### EXERCISE MATERIALS

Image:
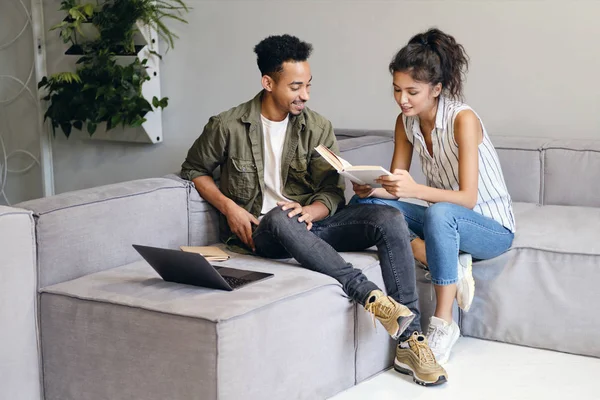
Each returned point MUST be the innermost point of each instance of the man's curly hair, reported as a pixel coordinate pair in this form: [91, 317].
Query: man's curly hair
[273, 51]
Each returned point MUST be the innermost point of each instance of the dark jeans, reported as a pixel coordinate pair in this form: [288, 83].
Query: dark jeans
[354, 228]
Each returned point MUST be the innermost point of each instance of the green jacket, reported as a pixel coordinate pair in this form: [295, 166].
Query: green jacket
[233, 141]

* * *

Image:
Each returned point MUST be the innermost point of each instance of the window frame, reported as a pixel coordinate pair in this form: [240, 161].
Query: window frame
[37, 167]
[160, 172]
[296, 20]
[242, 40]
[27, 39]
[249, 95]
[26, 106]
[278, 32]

--

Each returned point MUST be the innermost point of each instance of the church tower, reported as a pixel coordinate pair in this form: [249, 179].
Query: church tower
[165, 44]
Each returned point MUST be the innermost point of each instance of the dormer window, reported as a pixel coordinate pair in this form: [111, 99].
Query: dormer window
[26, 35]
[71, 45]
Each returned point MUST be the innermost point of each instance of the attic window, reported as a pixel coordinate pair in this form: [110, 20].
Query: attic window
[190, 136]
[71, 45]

### EXERCISE DESCRIPTION
If a line in the records above contains the string "each", copy that line out.

### ANSWER TO THIS PROBLEM
Each returned point MUST be the innermost point of each instance of the man's curly hair, reported as a pixel coordinate pair in this form: [91, 317].
Each returned point MUST be the innermost point of each instance of the dark jeans, reported as a pixel coordinate pair in this form: [288, 83].
Each returned point MUST be the innermost point of each instance of the green jacket, reported as a pixel coordinate pair in this form: [295, 166].
Each returned point MUST be the innermost point of each instance of the window frame, reported as a pixel coordinate pair in this form: [240, 161].
Each returned point MUST be the innermost point of each instance of the church tower, reported as a pixel coordinate pair in this form: [249, 179].
Each returned point MUST be the innermost point of each instance of the dormer window, reported as a pixel coordinate pair in this form: [111, 99].
Each returned point MUST be the innermost point of each instance of the attic window, reported as a pixel coordinate pair in this form: [110, 20].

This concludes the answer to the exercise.